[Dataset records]
+++++
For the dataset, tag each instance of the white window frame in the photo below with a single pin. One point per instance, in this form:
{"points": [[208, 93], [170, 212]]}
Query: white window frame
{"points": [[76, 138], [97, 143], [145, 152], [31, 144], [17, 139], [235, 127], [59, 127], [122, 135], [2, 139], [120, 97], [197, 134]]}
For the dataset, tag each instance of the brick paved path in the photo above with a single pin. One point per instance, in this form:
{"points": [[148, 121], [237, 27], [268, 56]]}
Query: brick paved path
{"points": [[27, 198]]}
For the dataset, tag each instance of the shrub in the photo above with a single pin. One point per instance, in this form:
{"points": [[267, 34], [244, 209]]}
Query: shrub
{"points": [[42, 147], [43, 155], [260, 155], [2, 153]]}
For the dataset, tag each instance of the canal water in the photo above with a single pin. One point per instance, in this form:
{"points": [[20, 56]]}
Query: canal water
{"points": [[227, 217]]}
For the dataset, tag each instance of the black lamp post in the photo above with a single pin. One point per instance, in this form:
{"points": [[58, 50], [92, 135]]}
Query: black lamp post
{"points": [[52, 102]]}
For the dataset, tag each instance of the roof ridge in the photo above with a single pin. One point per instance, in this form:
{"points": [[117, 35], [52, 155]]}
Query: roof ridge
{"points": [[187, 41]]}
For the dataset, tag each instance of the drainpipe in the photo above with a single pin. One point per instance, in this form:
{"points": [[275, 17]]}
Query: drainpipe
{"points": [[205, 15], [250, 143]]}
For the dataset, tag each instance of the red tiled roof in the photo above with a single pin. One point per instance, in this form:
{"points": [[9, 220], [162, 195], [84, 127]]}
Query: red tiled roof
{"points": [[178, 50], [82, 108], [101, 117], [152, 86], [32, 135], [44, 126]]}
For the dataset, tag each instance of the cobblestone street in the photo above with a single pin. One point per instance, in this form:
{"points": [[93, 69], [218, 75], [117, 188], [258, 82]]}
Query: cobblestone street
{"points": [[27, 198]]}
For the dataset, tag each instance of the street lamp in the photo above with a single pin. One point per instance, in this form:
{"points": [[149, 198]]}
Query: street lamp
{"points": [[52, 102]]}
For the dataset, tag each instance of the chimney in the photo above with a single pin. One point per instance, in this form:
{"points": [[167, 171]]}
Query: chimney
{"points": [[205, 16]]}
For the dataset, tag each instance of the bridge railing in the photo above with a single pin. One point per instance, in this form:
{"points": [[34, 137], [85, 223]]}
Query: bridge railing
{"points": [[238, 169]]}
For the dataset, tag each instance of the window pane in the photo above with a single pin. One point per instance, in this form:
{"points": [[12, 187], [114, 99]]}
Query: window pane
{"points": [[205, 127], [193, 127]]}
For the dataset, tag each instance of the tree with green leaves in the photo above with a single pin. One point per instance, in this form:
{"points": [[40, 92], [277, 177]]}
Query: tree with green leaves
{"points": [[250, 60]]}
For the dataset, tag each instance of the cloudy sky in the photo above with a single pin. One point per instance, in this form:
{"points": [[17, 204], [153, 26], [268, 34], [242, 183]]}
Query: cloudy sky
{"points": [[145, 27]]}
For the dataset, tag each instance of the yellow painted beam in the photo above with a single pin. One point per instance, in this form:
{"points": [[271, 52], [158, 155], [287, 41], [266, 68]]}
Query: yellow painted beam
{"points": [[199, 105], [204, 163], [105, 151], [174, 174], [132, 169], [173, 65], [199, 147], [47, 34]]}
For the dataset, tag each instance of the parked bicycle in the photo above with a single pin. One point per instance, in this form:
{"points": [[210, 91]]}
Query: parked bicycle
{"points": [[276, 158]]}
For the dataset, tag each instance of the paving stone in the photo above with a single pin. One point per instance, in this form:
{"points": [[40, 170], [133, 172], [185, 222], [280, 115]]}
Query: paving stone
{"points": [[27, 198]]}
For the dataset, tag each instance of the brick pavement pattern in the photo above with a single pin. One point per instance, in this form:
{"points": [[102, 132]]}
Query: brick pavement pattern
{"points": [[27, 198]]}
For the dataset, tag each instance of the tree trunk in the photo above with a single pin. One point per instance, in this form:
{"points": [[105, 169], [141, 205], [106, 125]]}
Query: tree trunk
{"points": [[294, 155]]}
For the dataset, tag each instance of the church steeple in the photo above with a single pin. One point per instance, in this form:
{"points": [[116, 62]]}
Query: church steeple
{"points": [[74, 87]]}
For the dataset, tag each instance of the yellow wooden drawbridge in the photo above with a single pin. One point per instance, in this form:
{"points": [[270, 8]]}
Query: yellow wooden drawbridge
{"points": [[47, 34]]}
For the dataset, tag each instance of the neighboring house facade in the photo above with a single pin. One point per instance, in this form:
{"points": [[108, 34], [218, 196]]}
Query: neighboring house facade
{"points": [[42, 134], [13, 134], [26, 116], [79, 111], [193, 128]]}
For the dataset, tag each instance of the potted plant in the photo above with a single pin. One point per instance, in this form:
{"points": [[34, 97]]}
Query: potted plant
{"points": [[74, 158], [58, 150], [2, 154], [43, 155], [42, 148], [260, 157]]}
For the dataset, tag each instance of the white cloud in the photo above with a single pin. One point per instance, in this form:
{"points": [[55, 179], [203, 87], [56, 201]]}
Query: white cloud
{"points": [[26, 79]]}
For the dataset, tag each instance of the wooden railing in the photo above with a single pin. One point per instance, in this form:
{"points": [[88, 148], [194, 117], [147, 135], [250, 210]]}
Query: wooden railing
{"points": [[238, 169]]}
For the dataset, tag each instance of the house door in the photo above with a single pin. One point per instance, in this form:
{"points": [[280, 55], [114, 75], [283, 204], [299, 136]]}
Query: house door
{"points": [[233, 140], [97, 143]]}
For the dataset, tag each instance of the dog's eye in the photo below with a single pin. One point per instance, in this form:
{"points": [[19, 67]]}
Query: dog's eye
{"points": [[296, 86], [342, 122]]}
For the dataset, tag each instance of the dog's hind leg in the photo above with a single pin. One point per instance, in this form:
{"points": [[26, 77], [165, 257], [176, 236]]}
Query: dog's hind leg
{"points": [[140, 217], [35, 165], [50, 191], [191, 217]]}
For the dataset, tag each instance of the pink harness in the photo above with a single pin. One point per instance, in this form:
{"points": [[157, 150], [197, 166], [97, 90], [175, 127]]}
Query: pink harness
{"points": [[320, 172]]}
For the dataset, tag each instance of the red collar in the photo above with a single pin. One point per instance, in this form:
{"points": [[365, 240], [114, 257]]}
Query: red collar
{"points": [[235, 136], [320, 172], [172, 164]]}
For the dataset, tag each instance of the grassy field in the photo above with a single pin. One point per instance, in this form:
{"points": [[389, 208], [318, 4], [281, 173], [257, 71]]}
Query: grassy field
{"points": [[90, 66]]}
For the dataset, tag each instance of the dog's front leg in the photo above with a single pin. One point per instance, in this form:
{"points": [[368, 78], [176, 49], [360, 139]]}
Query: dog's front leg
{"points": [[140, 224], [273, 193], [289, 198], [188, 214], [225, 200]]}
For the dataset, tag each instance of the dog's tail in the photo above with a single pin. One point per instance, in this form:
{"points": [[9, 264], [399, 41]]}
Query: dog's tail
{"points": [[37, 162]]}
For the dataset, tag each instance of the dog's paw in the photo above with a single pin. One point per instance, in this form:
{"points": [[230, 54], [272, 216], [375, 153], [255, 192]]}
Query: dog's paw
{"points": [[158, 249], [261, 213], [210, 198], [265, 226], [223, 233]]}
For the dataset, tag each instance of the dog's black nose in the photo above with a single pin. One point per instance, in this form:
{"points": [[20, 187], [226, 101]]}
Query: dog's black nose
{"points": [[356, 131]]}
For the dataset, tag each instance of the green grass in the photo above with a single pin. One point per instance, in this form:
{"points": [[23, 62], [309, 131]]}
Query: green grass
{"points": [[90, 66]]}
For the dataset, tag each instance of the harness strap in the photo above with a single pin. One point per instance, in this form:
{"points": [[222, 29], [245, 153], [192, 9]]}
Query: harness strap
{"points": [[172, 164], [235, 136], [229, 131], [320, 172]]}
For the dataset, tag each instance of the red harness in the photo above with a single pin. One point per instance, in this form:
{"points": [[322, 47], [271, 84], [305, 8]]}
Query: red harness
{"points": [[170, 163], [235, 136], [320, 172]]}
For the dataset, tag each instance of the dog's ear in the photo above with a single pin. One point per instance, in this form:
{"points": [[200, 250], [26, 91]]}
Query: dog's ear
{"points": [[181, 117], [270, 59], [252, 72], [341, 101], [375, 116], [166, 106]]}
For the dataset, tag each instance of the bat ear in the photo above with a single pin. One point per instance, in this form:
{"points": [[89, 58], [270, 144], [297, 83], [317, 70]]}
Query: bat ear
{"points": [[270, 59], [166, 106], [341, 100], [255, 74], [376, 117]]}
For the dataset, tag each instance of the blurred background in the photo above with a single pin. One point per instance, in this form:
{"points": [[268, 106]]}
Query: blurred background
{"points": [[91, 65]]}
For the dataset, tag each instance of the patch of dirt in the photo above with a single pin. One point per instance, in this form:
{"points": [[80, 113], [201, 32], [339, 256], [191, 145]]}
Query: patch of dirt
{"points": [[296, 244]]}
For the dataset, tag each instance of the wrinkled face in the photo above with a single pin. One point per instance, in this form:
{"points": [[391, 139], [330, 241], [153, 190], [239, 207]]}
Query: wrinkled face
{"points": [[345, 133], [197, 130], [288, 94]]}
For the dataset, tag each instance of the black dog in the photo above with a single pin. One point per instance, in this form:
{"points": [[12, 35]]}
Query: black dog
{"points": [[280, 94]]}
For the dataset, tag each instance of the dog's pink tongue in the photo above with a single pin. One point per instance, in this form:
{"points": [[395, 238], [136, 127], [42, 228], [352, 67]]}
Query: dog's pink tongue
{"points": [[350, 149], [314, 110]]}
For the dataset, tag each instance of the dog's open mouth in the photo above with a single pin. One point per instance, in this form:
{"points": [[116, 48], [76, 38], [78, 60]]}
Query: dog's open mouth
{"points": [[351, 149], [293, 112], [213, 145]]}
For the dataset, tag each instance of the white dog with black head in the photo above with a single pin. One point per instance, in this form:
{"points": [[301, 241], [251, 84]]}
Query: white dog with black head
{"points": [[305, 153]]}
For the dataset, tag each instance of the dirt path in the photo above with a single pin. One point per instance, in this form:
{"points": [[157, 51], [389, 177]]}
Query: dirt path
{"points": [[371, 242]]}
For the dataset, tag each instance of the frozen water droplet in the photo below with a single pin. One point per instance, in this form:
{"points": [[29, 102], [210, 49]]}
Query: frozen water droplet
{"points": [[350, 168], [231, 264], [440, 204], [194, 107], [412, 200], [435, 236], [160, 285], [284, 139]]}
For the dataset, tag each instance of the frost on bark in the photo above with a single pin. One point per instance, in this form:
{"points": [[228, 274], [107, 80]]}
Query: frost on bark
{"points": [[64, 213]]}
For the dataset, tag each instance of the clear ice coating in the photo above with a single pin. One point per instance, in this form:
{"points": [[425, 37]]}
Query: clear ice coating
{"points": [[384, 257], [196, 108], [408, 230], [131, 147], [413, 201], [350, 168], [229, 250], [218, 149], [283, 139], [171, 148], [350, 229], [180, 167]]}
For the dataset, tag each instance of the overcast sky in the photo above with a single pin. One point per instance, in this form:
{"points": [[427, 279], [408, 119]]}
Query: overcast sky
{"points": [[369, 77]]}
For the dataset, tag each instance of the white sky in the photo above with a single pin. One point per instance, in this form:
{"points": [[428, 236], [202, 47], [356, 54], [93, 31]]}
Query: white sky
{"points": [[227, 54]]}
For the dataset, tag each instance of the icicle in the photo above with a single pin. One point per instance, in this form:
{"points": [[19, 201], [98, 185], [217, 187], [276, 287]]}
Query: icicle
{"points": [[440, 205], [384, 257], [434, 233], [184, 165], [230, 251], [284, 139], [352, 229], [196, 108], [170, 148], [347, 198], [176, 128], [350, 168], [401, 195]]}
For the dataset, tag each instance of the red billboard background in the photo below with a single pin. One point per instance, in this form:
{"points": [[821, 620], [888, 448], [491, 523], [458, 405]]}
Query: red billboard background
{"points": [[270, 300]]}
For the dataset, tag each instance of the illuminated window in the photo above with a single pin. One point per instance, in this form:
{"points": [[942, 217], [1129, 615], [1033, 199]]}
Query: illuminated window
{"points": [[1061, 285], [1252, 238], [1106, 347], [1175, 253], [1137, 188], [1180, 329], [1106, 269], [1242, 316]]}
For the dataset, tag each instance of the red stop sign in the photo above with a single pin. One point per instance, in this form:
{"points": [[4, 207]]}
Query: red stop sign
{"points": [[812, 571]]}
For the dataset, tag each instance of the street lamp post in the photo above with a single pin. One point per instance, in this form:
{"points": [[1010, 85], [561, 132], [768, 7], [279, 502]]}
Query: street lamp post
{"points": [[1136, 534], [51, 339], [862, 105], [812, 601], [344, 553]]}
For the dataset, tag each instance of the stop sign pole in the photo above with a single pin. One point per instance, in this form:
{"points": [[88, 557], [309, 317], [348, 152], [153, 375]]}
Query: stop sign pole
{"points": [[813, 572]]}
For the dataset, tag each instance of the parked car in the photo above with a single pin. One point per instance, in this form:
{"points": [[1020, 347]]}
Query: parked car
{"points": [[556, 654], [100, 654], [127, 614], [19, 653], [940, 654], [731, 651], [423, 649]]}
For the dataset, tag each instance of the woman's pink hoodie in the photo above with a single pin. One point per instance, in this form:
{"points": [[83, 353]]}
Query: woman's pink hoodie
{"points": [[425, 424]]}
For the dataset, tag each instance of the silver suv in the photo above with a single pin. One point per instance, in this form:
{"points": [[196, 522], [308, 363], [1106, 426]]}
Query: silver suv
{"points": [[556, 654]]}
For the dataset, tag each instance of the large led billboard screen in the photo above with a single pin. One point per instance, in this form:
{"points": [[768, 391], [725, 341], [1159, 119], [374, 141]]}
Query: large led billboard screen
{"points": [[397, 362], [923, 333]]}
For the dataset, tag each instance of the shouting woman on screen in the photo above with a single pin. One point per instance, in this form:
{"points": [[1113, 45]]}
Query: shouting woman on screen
+++++
* WHAT THIS TASK INVOLVES *
Each line from the one with "For the dataset, tag each instance of the large" through the last line of the records must be written out word for word. Include nothing else.

* OUTPUT FOR THIS EXERCISE *
For the dataset, tag each instance of the large led billboard screen in the photo above with a single pin. One point per instance, in this form:
{"points": [[768, 391], [725, 341], [1159, 119], [374, 141]]}
Query: large led billboard screen
{"points": [[397, 362], [923, 333]]}
For the dataset, tag each instance of the shouting woman on screen in the photo above with a single pin. One point per instance, in this form:
{"points": [[1113, 45]]}
Query: shouting woman on screen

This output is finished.